Logistic Regression
Logistic regression predicts class probabilities for binary classification problems. Despite the name, it is a classification algorithm, not regression. It serves as a standard baseline for binary classification.
Model Definition
The probability of the positive class is computed as:
P(y=1|x) = sigmoid(wx + b) = 1 / (1 + e^(-(wx + b)))
The sigmoid function maps any real value to the interval (0, 1).
Decision Boundary
Prediction: class 1 if P(y=1|x) > threshold (default: 0.5)
When w*x + b > 0, the model predicts Class 1.
The decision boundary is a hyperplane in feature space.
Training
Loss Function: Binary Cross-Entropy
Loss = -(1/n) * Sum[y_i * log(y_hat_i) + (1 - y_i) * log(1 - y_hat_i)]
Gradient Descent
Training logistic regression with gradient descent:
- Initialize weights w to zero and bias b to zero
- For each iteration:
- Compute linear combination: z = X * w + b
- Apply sigmoid to get predictions: y_hat = 1 / (1 + e^(-z))
- Calculate weight gradient: dw = X^T * (y_hat - y) / n
- Calculate bias gradient: db = mean(y_hat - y)
- Update weights: w = w - learning_rate * dw
- Update bias: b = b - learning_rate * db
- Return learned weights and bias
Regularization
L1 and L2 penalties apply as in linear regression:
Loss = BCE + lambda * ||w||
Where ||w|| is either the L1 norm (sum of absolute values) or L2 norm (sum of squared values).
Multi-class Classification
One-vs-Rest (OvR)
Train K binary classifiers, one per class. Predict class with highest probability.
Softmax (Multinomial)
P(y=k|x) = e^(w_k * x) / Sum_j(e^(w_j * x))
This normalizes the outputs across all classes so probabilities sum to 1.

▸ **Goal of the exercise**: From the logistic regression text, write out the passage from "The sigmoid function" to "predicts Class 1." word for word.

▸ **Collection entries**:
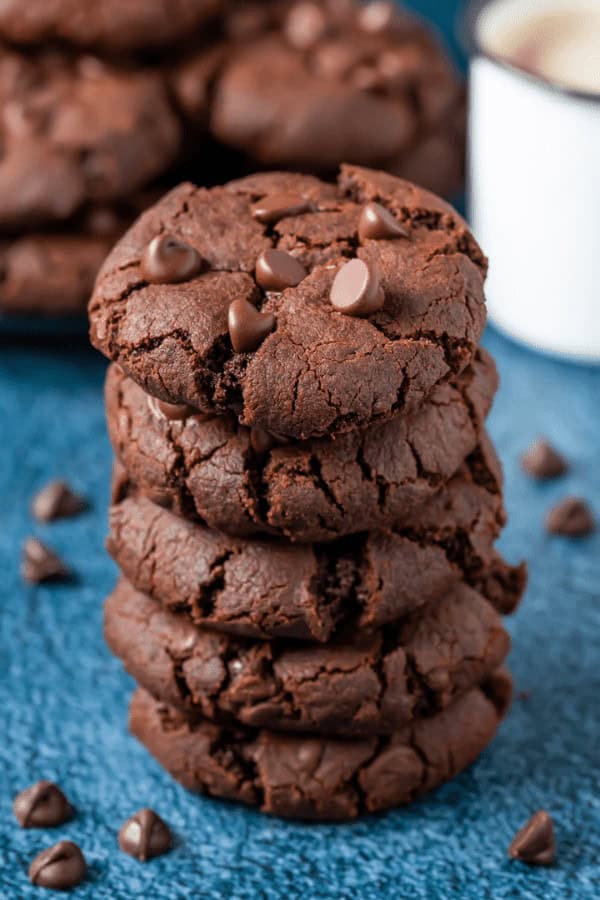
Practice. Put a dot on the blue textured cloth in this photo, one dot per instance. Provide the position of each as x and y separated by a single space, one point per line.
63 699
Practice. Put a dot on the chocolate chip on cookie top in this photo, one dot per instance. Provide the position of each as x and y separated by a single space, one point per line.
356 289
376 223
167 260
276 270
258 331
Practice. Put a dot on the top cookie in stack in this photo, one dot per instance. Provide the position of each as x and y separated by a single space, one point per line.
334 347
306 501
90 140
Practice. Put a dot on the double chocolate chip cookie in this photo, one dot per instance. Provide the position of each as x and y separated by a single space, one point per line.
266 588
308 777
360 684
243 482
305 498
306 309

▸ **Task response**:
The sigmoid function maps any real value to the interval (0, 1).
Decision Boundary
Prediction: class 1 if P(y=1|x) > threshold (default: 0.5)
When w*x + b > 0, the model predicts Class 1.